## Start Material for the task

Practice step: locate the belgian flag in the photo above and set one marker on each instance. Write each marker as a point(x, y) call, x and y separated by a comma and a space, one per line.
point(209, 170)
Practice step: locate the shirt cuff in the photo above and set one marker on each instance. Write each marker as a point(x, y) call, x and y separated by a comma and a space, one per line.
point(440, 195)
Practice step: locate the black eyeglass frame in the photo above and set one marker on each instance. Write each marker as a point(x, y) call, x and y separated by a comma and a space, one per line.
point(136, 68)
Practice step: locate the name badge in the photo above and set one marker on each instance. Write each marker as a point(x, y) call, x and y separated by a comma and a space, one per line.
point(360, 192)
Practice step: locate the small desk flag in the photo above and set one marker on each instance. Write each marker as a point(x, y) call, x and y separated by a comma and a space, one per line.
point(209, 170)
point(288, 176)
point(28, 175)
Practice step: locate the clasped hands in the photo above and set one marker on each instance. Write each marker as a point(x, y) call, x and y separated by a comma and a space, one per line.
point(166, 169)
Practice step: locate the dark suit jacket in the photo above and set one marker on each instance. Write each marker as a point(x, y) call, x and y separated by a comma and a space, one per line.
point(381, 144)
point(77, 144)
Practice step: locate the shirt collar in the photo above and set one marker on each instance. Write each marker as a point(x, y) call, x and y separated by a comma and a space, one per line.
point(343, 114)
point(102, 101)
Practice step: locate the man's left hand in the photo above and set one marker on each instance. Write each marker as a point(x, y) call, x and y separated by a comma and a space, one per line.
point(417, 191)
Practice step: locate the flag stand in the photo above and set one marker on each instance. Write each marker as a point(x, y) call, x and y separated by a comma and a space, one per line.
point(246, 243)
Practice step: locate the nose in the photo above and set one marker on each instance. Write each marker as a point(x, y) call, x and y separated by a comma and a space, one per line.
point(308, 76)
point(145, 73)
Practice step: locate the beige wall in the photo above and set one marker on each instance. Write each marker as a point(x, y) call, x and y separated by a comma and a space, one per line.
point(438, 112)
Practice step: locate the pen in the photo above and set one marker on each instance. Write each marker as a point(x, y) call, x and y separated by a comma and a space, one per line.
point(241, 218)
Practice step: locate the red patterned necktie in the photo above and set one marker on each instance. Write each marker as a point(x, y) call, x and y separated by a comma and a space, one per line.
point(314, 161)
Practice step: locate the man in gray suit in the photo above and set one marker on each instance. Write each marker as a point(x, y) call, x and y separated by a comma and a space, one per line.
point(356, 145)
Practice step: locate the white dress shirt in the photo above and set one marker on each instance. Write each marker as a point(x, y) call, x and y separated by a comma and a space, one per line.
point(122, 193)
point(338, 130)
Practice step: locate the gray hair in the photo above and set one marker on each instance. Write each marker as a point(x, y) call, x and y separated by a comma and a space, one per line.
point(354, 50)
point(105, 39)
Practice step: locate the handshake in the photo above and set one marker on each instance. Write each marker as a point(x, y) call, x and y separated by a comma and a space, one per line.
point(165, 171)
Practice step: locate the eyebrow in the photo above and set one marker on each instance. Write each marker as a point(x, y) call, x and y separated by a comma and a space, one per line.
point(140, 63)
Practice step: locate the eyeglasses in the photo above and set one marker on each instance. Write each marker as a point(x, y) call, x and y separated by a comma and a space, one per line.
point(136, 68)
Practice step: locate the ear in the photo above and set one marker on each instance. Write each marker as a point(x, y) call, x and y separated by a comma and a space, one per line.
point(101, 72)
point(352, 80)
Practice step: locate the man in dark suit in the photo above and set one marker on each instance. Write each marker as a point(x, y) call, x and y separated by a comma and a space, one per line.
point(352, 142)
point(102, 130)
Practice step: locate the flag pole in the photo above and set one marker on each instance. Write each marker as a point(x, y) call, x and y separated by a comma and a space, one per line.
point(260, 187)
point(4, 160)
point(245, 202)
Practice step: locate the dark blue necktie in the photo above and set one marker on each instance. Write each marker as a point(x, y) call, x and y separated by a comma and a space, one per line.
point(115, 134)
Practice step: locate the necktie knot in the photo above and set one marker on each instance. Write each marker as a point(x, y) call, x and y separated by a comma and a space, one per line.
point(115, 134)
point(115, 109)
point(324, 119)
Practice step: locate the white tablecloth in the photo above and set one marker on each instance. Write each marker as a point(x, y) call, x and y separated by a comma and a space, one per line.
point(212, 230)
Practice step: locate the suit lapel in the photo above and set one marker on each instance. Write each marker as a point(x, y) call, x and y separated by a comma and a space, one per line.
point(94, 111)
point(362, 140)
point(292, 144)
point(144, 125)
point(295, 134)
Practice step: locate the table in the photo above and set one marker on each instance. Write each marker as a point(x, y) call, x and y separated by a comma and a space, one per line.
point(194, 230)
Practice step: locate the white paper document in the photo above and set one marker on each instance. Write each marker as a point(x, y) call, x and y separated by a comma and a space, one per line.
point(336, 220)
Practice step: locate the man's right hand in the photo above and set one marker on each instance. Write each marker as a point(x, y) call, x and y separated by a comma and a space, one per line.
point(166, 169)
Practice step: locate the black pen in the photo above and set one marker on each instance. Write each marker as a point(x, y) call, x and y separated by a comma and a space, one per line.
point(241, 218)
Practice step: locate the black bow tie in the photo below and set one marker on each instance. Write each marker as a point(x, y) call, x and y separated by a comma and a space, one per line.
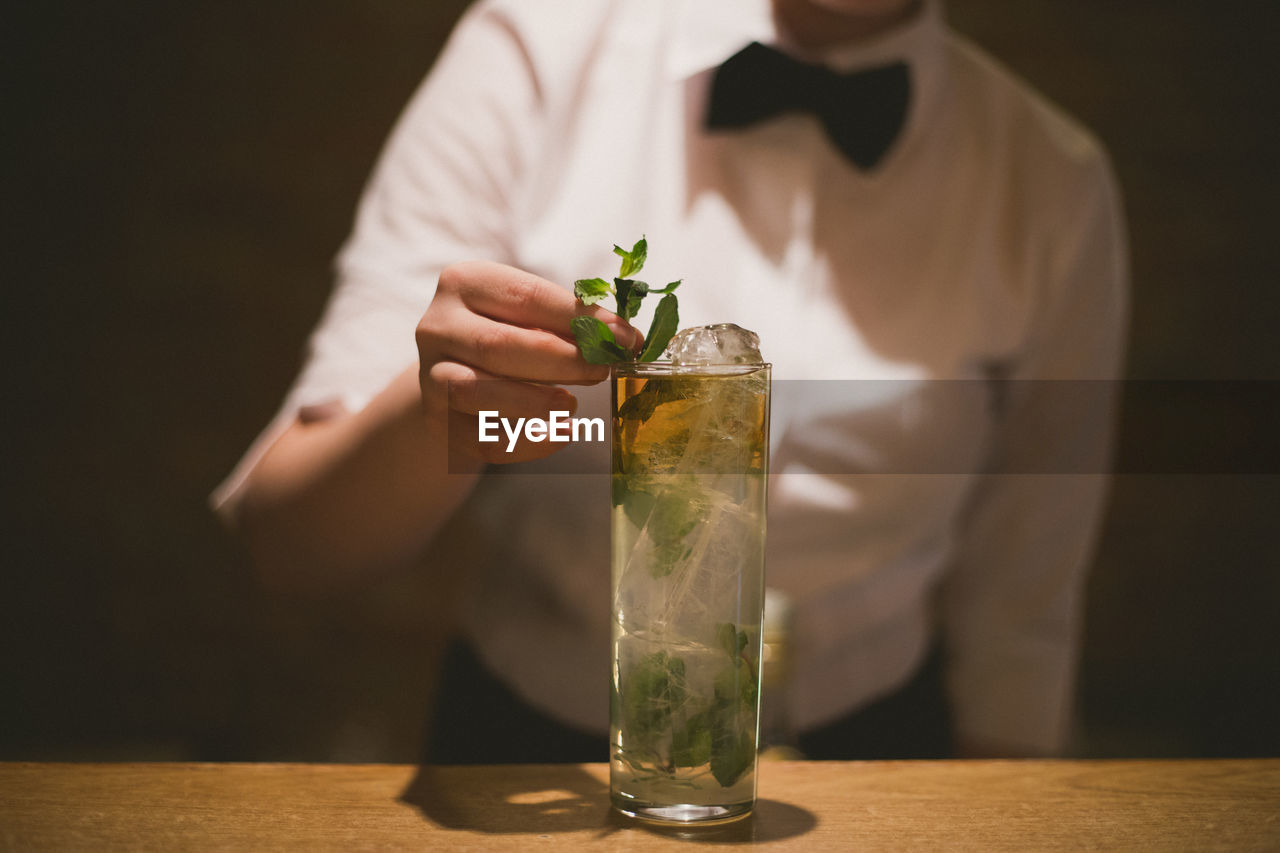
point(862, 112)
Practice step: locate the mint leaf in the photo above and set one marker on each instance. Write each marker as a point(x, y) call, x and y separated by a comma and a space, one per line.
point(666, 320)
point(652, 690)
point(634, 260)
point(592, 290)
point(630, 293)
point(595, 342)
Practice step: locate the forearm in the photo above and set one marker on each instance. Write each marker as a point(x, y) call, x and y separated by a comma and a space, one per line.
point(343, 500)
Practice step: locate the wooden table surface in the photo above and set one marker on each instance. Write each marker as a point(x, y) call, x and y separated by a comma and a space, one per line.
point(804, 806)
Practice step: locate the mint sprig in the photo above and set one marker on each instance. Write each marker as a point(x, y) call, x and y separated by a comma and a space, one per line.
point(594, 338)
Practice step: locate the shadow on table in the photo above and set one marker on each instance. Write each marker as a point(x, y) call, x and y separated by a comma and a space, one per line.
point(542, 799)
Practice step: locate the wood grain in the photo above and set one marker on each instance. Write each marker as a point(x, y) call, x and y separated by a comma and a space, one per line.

## End Material for the task
## Start Material for the task

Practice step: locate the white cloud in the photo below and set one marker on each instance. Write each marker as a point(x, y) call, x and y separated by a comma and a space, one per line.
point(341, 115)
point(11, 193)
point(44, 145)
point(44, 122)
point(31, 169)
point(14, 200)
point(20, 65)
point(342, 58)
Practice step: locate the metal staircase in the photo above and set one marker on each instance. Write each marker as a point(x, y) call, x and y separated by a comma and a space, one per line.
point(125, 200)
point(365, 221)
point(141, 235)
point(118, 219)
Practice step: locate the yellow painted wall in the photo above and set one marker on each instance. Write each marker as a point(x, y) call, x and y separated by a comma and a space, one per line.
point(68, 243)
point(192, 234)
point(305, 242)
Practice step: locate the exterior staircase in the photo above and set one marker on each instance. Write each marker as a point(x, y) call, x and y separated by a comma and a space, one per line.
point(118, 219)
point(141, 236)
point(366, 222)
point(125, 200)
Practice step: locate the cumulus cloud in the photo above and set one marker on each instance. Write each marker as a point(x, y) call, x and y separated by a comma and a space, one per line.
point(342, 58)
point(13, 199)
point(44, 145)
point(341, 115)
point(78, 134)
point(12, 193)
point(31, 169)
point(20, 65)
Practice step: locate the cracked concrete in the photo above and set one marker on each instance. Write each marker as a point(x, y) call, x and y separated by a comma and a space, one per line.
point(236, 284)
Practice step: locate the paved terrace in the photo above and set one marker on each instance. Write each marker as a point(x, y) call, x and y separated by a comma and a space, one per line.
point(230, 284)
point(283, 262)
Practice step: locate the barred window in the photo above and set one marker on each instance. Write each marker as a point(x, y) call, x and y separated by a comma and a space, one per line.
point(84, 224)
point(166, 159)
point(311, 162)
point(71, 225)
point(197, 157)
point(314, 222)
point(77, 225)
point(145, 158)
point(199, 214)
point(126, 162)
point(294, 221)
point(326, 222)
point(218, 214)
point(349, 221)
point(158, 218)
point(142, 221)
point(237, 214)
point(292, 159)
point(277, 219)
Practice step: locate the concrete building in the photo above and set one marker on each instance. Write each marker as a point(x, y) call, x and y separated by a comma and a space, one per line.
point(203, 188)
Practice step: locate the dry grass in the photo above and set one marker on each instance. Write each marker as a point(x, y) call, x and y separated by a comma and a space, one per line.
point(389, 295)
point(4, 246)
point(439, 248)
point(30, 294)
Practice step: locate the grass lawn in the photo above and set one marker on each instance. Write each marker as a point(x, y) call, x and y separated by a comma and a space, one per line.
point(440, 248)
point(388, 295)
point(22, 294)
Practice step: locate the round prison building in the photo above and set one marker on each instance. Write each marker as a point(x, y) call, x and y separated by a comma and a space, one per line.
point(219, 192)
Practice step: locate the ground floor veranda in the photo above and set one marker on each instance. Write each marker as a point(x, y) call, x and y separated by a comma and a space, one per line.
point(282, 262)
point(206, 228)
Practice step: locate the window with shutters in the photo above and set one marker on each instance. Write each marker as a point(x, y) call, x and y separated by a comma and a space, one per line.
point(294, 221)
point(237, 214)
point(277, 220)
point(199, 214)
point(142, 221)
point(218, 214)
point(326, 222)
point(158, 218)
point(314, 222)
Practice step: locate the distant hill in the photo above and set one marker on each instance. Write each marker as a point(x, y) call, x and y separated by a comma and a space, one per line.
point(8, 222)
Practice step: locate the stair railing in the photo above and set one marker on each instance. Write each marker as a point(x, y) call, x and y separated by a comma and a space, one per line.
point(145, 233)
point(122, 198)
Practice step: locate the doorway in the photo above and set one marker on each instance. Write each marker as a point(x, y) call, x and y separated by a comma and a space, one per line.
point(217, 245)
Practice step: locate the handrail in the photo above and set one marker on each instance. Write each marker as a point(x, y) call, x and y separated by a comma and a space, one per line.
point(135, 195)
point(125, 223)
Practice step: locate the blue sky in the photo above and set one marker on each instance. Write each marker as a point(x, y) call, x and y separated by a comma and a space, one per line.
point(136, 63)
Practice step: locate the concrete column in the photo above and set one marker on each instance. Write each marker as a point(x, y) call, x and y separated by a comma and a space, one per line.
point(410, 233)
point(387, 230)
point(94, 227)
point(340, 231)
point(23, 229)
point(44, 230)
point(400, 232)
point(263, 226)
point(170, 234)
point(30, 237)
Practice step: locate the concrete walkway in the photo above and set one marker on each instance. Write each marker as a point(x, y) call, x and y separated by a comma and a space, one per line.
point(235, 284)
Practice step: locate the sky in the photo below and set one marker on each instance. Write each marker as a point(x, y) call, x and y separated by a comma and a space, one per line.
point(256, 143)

## End Material for the task
## Start Material for the task

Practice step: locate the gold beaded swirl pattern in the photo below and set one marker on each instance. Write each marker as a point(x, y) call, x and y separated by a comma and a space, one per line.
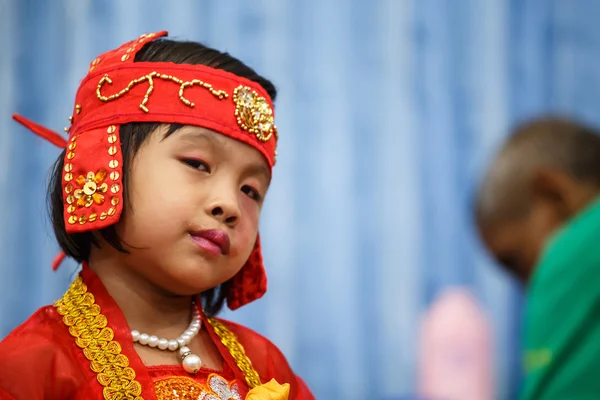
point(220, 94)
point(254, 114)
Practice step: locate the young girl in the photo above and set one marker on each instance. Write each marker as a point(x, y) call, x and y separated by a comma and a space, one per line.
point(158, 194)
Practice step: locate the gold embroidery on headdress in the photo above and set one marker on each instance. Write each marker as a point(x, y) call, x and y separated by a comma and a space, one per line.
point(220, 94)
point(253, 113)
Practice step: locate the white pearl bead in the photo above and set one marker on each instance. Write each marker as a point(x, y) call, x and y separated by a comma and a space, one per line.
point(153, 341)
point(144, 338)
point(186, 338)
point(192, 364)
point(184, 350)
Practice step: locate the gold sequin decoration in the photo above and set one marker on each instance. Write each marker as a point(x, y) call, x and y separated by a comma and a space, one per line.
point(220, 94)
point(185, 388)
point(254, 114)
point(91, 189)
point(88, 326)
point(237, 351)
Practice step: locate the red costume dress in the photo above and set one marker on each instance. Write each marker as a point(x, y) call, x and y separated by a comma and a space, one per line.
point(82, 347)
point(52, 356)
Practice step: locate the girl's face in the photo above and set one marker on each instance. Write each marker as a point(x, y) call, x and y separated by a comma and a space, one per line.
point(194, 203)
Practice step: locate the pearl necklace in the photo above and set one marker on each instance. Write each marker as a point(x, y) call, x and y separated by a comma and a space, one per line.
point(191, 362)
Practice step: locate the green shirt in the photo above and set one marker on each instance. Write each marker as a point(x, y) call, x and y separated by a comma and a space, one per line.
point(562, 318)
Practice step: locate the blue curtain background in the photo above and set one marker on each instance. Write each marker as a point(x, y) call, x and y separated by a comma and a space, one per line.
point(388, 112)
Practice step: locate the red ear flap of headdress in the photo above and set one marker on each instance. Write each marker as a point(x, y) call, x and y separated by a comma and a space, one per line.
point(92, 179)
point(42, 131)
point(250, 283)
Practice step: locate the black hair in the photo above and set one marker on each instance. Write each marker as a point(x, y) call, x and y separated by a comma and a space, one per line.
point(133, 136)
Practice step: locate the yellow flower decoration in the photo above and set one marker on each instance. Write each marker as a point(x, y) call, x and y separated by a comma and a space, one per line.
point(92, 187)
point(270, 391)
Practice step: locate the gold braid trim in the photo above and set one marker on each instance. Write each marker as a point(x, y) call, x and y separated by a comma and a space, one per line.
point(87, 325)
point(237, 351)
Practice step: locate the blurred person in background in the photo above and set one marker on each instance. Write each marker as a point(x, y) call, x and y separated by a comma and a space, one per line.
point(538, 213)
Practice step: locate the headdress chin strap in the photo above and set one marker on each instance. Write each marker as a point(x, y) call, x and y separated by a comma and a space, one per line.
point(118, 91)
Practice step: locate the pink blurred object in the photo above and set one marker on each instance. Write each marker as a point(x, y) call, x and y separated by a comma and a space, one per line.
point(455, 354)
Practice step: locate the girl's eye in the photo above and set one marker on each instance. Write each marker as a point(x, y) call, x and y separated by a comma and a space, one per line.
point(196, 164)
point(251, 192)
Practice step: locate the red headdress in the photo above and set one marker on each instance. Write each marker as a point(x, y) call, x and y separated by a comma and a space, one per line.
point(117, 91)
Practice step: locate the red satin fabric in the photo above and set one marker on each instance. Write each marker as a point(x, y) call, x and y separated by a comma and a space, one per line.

## End Material for the task

## Stated goal
Copy out the listing from the line containing "Practice step: locate the grass" through the line containing "point(219, 192)", putting "green lawn" in place of "grass lawn" and changing nothing else.

## Exercise answer
Practice step: locate the green lawn in the photo above and set one marker on each instance. Write each marker as a point(x, y) call, x and y separated by a comma and a space, one per line.
point(440, 248)
point(388, 295)
point(22, 294)
Practice step: locate the round prison building in the photo above and set one marker on each instance. Write each marker as a point(x, y) call, x and y separated by a comma and a space, one per line.
point(219, 192)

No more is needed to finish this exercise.